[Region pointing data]
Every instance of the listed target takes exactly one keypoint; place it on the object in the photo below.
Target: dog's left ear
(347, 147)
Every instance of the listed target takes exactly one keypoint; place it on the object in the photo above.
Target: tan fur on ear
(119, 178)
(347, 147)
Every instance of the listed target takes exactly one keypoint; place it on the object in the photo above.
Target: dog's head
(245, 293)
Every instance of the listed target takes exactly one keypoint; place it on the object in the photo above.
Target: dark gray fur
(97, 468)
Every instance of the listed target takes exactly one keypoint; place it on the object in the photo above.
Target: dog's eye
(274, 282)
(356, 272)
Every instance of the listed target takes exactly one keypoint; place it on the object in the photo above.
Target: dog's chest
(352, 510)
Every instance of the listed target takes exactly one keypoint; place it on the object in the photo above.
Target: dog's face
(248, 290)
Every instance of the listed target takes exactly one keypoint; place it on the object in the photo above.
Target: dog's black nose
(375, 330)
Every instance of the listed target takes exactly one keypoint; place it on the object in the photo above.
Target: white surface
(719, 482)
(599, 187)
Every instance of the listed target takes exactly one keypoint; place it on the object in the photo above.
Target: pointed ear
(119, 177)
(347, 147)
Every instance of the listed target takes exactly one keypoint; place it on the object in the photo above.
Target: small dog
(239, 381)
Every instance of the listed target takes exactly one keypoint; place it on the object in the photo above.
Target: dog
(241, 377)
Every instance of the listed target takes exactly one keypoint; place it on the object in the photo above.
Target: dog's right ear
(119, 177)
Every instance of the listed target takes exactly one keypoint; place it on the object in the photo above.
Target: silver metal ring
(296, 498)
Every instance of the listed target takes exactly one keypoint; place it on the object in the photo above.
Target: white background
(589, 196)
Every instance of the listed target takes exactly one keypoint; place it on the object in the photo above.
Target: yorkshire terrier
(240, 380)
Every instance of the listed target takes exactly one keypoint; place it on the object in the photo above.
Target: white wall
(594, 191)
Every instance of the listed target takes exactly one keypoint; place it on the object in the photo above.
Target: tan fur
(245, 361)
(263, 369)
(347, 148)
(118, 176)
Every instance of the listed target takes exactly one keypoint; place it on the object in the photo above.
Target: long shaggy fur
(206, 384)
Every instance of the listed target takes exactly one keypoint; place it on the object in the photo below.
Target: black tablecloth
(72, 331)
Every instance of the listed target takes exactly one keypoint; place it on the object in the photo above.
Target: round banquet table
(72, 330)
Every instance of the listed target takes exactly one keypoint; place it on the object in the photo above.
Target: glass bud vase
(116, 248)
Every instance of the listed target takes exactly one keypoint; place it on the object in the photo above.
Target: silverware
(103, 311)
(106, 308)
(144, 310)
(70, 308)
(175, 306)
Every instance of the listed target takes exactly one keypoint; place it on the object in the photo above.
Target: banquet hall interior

Work task:
Go through the entries above and write each one out exactly.

Written answer:
Every instance of the listed target takes exactly one keypoint; place it on the object in the photo below.
Target: dog's left ear
(347, 147)
Every instance of the listed target takes exactly one keypoint; place it on the object in the photo above.
Target: tan fur on ear
(119, 178)
(347, 147)
Every instance of the listed target takes exactly one keypoint; place it on the object in the photo above.
Target: dog's head
(245, 293)
Every instance of the listed target takes exactly one keypoint; place it on the object in the photo above.
Target: dark gray fur
(97, 468)
Every instance of the listed target takes exactly one keypoint; place it on the object in the photo above.
Target: dog's eye
(274, 282)
(356, 272)
Every instance of the listed target takes exactly one keypoint; place it on the object in the photo above.
Target: dog's chest
(352, 510)
Every instance of the listed target takes exactly one keypoint; place it on the object in the photo above.
Target: dog's face
(248, 290)
Every instance of the listed target takes exactly one keypoint; place it on the object in the photo above.
Target: dog's black nose
(375, 330)
Every instance of the listed target takes exactly one keypoint; place it on the object in the photo above.
Target: white surface
(719, 482)
(599, 187)
Every instance of the listed target takes exactly one keypoint; place it on the object in the photo above.
Target: pointed ear
(119, 177)
(347, 147)
Every instance of the listed target takes exactly one keypoint; place it on the object in the photo above.
Target: small dog
(239, 381)
Every instance of the listed target takes exactly one keypoint; place it on the object in the photo above.
Target: dog
(241, 377)
Every instance of the listed target takes exactly one keypoint; place it on the object in the photo above.
Target: dog's right ear
(119, 177)
Every instance of the listed target takes exactly one keypoint; place it on the object in the photo above.
Target: silver metal ring
(296, 498)
Every instance of the listed target takes exactly one keypoint; place it on the object in the photo above.
Target: white background
(589, 196)
Every instance of the listed target takes exactly one keypoint; place it on the object in the photo above.
Target: yorkshire terrier
(240, 380)
Every instance of the listed target takes exactly one keypoint; place it on the object in the photo above.
Target: white wall
(594, 191)
Every instance of the listed target takes exactly one keypoint; place it on the object in the photo above.
Target: tan fur
(245, 361)
(263, 369)
(347, 148)
(118, 176)
Every instance of the listed target takes exactly one keypoint; place it on the object in the photo above.
Target: long shaggy fur
(206, 384)
Every instance of the listed target takes exactly one keypoint; place it on the object in the photo below.
Target: black tablecloth
(72, 331)
Every instance of the listed target takes exactly one keypoint; place it on the object in the photo above.
Target: round banquet table
(72, 330)
Every instance of the listed target takes exactly one keypoint; place it on the object in the photo above.
Target: glass bud vase
(116, 248)
Every instance of the listed target takes exactly one keypoint; place it on the object in the photo above.
Target: silverware
(103, 311)
(106, 308)
(144, 310)
(70, 308)
(175, 306)
Every instance of the listed target takes exactly one keypoint; place it on the object in the photo above.
Target: banquet hall interior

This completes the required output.